═══ KUTIPAN TEKS

Memasuki era Reformasi, euforia demokratisasi membuka ruang desentralisasi pendidikan. Otonomi kampus diperluas, dan peluang pendirian universitas swasta dibuka selebar-lebarnya. Namun perubahan ini, alih-alih meningkatkan mutu, justru melahirkan ledakan kuantitas tanpa pengawasan kualitas yang memadai. Menurut data Pangkalan Data Pendidikan Tinggi (PDDikti) tahun 2023, Indonesia memiliki lebih dari 4.600 perguruan tinggi, menjadikannya salah satu negara dengan jumlah institusi pendidikan tinggi terbanyak di dunia---tetapi tanpa korelasi langsung dengan kualitas output-nya.
Banyak kampus berdiri lebih karena kepentingan bisnis dan politik lokal daripada misi keilmuan. Di beberapa daerah, universitas bahkan menjadi proyek dinasti: ijazah dijual secara implisit, penelitian hanya formalitas, dan akreditasi bisa dinegosiasikan. Mahasiswa tak lagi dibentuk untuk berpikir, tapi dilatih untuk lulus cepat, cari kerja, dan masuk sistem---yang sayangnya, sistem itu sendiri tidak siap menerima mereka. Maka pendidikan tinggi berubah menjadi ritual tahunan: daftar, kuliah, skripsi, wisuda, lalu frustrasi.
Lebih menyedihkan, pergeseran orientasi pendidikan dari "membentuk manusia" menjadi "mencetak tenaga kerja" membuat ilmu kehilangan dimensi filosofis dan etikanya. Sains diajarkan tanpa kesadaran akan tanggung jawab sosialnya, teknologi tanpa konteks kemanusiaannya, dan ekonomi tanpa kritik terhadap ketimpangan struktural. Maka jadilah kita bangsa dengan banyak sarjana tapi sedikit pemikir, banyak lulusan tapi minim pemimpin transformasional.
Inilah akar dari paradoks pendidikan Indonesia: semakin banyak yang bersekolah tinggi, tapi semakin banyak pula yang terjebak dalam kekecewaan sistemik. Negara menganggap pendidikan sebagai investasi, tapi gagal membangun sistem yang bisa mengembalikan dividen dari investasi itu. Kita telah mengubah pendidikan menjadi ritual prestise sosial, bukan jalur pembebasan struktural. Di sinilah awal mula dodolisme sistemik itu---ketika kita mendidik demi peta jalan yang tak pernah kita siapkan.
"Pendidikan bukan sekadar mencetak manusia untuk bekerja. Ia harus membentuk manusia yang mampu menciptakan pekerjaan, dan lebih dari itu, menciptakan makna."

══════

SOAL LATIHAN ->
A – Menurut teks tentang pendidikan tinggi, berapa jumlah perguruan tinggi di Indonesia berdasarkan data PDDikti tahun 2023?
B – Kutip dari teks tentang pendidikan tinggi bagian yang dimulai pada "Inilah akar dari" hingga "pernah kita siapkan.".

═══ DAFTAR CATATAN

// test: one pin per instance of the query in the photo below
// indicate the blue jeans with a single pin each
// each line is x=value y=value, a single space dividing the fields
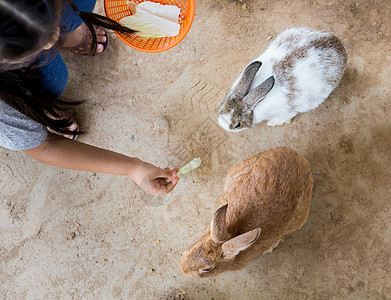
x=55 y=72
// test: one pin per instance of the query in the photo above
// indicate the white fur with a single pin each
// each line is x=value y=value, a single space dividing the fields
x=311 y=76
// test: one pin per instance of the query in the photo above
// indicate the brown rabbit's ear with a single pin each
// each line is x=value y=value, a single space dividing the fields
x=242 y=87
x=217 y=226
x=232 y=247
x=258 y=94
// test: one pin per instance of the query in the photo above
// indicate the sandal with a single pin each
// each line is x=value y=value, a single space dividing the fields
x=84 y=47
x=73 y=128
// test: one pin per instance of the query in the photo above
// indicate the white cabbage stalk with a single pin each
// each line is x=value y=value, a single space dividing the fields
x=194 y=164
x=169 y=12
x=149 y=25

══════

PEMBAHASAN SOAL ->
A – Lebih dari 4.600 perguruan tinggi.

B –
Inilah akar dari paradoks pendidikan Indonesia: semakin banyak yang bersekolah tinggi, tapi semakin banyak pula yang terjebak dalam kekecewaan sistemik. Negara menganggap pendidikan sebagai investasi, tapi gagal membangun sistem yang bisa mengembalikan dividen dari investasi itu. Kita telah mengubah pendidikan menjadi ritual prestise sosial, bukan jalur pembebasan struktural. Di sinilah awal mula dodolisme sistemik itu---ketika kita mendidik demi peta jalan yang tak pernah kita siapkan.